#### Records supplied
==================================================

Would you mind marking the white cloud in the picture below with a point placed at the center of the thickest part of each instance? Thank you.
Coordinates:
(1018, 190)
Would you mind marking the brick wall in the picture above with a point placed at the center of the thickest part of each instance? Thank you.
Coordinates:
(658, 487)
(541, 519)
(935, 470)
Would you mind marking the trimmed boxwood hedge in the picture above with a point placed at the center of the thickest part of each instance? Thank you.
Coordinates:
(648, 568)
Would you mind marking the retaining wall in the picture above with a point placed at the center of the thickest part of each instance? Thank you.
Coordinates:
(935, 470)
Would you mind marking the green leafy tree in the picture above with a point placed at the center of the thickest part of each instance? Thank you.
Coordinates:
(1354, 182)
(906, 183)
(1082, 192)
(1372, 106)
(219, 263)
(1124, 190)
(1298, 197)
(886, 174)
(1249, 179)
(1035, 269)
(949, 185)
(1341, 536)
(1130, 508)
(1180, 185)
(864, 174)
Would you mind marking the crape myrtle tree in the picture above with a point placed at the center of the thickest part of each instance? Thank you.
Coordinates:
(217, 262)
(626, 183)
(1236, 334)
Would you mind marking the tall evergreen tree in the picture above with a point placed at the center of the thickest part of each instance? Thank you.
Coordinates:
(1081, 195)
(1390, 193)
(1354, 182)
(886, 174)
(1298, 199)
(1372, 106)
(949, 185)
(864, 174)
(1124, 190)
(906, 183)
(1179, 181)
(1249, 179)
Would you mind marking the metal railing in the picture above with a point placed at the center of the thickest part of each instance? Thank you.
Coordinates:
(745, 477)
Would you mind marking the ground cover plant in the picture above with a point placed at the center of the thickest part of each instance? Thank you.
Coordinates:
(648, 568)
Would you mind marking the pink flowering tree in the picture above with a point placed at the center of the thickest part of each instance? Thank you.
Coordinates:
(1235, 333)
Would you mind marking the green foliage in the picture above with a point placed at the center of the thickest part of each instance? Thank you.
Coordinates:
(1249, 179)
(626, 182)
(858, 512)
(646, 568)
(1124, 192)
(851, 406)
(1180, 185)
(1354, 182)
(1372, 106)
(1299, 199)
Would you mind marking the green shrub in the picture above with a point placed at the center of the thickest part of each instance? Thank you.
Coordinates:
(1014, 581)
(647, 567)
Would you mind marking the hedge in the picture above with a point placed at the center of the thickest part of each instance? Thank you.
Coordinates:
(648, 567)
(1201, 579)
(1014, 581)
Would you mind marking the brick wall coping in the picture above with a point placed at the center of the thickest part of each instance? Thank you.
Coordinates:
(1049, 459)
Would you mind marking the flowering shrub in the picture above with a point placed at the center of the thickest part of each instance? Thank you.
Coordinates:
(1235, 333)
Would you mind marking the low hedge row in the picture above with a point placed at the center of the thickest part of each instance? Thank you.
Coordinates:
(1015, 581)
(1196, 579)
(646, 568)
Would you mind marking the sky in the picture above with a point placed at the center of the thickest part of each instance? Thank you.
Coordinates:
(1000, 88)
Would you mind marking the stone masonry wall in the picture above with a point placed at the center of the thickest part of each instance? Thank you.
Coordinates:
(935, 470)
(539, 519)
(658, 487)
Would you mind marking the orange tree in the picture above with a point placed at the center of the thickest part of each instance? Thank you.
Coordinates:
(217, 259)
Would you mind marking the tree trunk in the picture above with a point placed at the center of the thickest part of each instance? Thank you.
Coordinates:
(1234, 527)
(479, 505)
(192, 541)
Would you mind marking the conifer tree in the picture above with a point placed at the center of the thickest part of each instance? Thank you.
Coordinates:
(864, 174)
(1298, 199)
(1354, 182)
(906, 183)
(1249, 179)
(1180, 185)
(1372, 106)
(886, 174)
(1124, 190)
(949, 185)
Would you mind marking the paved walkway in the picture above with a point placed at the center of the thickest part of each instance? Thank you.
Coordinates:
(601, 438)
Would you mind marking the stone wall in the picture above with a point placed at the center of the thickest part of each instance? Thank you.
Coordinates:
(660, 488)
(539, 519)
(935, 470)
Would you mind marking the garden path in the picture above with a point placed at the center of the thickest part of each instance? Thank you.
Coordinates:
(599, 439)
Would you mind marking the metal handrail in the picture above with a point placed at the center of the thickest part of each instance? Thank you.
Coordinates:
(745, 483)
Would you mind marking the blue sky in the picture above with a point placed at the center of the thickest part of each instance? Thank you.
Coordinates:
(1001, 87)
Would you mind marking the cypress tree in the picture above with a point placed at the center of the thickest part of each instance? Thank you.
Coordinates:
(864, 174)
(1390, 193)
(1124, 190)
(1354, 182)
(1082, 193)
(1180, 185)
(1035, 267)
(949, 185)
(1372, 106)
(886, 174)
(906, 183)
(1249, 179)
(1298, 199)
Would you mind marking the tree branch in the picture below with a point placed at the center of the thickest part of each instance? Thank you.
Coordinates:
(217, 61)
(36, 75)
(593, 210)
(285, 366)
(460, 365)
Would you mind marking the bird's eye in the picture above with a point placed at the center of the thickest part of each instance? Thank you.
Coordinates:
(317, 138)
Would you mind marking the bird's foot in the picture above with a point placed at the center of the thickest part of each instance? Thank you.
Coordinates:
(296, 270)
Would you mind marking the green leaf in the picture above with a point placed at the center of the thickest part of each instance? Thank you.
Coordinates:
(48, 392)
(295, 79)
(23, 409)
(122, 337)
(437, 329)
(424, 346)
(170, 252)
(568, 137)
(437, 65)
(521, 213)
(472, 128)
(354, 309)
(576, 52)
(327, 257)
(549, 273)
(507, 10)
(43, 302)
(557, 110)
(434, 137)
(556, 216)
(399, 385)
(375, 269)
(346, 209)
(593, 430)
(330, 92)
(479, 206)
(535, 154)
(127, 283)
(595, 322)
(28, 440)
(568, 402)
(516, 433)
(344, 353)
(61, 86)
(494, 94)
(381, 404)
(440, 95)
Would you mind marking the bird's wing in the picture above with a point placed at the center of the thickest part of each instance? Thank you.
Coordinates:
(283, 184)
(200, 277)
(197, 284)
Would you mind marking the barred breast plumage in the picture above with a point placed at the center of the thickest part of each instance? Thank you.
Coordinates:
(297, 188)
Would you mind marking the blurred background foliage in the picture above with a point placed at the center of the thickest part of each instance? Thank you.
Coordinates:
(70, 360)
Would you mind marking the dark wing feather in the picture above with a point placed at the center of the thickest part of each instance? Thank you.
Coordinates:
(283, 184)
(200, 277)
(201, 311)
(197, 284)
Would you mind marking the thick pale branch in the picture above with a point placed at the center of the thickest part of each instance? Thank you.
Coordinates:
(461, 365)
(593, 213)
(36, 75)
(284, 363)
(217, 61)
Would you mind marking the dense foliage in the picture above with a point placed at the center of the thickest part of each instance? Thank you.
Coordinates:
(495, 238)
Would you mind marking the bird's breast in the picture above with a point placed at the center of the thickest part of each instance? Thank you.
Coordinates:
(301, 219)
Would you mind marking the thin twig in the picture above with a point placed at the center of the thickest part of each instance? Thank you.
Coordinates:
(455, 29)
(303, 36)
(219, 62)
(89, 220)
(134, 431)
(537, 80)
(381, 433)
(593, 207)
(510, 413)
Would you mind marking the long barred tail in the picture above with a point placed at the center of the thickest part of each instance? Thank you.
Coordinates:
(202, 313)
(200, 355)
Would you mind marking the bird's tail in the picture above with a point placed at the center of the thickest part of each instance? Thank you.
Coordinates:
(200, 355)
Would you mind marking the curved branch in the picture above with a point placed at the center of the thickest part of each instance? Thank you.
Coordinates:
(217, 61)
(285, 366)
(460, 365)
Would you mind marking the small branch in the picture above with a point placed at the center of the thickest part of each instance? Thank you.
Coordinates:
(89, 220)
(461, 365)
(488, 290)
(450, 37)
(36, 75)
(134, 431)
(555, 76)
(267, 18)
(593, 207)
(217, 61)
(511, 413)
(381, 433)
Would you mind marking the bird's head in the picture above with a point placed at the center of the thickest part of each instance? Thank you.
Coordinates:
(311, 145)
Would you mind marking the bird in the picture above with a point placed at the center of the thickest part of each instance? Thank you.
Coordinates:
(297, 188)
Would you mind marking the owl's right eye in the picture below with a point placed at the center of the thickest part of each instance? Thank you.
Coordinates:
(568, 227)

==================================================

Put the lines of the entries above into a JSON list of strings, one string per line and blank lines omitted, covering the stretch from the line containing "Would you mind marking the bird in" through the end of the entries.

#### Result of the task
[
  "Would you mind marking the bird in the picture above with a point placed at the center of the thickest part of each instance? Thank you.",
  "Coordinates:",
  "(297, 188)",
  "Would you mind marking the owl's right eye in the picture below with a point placed at the center of the thickest part of each instance? Thank you.",
  "Coordinates:",
  "(568, 227)"
]